-- What to work on --
Reproduce every line of the listing below, requests included, and shift each x and y coordinate in the answer points by -69, leaving the requests unchanged.

• • • • •

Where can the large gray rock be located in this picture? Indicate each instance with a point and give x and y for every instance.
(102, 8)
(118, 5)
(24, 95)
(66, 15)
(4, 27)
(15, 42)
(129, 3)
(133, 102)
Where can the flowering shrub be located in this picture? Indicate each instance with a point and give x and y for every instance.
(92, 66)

• • • • •

-- Output for this exercise --
Where can the large gray rock be located in this picture? Indicate each instance with a point and give x and y for every instance.
(33, -61)
(49, -64)
(-45, 26)
(-3, -54)
(-65, -42)
(-54, -27)
(60, -66)
(64, 33)
Where can the flowering shrub be located in this picture? Indicate each instance with a point and give x and y for every instance.
(23, -3)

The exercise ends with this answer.